◆ **Direction**
Substitute "gray roof" for "black roof" in the listing from its start through the line with "Return the outline of every instance of the black", and give those lines again with nothing else changed.

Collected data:
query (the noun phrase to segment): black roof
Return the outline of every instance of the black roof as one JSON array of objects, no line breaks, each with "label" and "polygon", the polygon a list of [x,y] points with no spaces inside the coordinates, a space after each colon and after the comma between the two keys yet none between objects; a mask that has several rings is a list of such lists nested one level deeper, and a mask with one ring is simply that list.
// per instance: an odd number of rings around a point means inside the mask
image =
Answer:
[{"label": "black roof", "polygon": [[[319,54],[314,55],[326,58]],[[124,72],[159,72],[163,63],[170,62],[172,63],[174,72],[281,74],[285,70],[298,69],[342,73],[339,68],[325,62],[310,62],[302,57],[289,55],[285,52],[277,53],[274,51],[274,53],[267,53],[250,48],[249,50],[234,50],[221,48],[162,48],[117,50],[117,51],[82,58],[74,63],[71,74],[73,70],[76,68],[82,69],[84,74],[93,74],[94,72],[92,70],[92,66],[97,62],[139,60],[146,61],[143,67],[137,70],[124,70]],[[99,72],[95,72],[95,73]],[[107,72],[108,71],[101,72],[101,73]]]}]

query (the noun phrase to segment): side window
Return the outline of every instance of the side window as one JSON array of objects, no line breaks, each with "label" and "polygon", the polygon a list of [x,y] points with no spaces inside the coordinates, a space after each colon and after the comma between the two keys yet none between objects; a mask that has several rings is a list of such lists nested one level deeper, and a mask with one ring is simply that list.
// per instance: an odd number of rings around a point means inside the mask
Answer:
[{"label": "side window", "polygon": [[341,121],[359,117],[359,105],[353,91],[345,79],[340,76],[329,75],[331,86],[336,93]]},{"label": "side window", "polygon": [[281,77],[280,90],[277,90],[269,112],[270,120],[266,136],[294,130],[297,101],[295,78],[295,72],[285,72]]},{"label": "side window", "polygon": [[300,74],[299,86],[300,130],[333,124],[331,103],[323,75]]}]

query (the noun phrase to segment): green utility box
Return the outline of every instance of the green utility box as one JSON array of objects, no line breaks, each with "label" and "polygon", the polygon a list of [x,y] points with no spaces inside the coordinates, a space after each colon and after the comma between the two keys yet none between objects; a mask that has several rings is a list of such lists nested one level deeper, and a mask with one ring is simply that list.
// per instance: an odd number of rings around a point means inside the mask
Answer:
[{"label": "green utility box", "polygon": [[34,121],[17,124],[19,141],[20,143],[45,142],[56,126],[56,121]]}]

◆ **Problem solution**
query (the noun phrase to segment): gray roof
Return the outline of every instance of the gray roof as one JSON array of objects, no line breaks, each with "label" and "polygon", the polygon a list of [x,y] points with no spaces inside the coordinates, a space after each colon and after the comma between the two keys yet none between objects; a mask that has several rings is a list of such lists nested one level deeper, and a mask with one ring is simply that list.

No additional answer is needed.